WHAT YOU HAVE TO DO: Extract each line holding the word "SAMPLE" from the entries.

STUDY MATERIAL:
··········

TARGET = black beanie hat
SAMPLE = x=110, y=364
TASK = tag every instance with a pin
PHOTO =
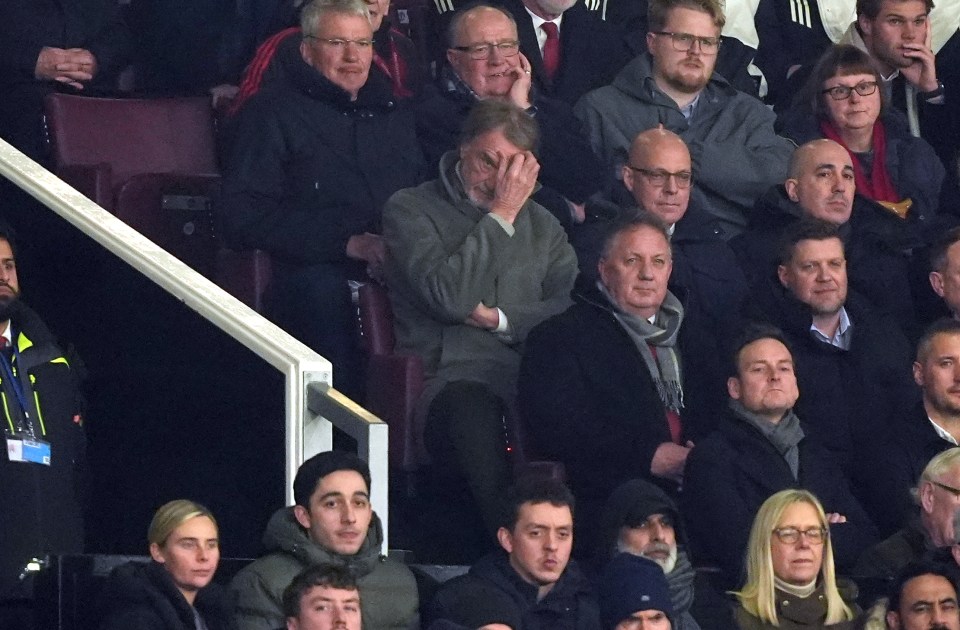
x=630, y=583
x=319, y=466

··········

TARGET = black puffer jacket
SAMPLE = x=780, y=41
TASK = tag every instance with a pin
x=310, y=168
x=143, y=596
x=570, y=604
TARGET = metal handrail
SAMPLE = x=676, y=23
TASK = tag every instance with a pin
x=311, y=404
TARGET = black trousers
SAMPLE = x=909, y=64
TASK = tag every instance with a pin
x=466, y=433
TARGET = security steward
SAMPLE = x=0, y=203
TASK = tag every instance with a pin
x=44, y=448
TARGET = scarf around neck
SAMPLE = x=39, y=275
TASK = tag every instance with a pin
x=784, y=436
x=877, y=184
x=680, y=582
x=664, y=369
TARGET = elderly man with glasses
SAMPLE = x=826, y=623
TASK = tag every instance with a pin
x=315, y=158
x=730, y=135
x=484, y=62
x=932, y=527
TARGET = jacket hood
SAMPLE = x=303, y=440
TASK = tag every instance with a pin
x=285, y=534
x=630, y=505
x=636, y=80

··········

RESULT OF THIS EXERCISE:
SAMPLE = x=110, y=364
SAMPLE = x=780, y=41
SAMPLE = x=676, y=23
SAMPLE = x=909, y=64
SAMPLE = x=0, y=203
SAMPLE = x=39, y=275
SAMPLE = x=826, y=623
SAMPLE = x=303, y=440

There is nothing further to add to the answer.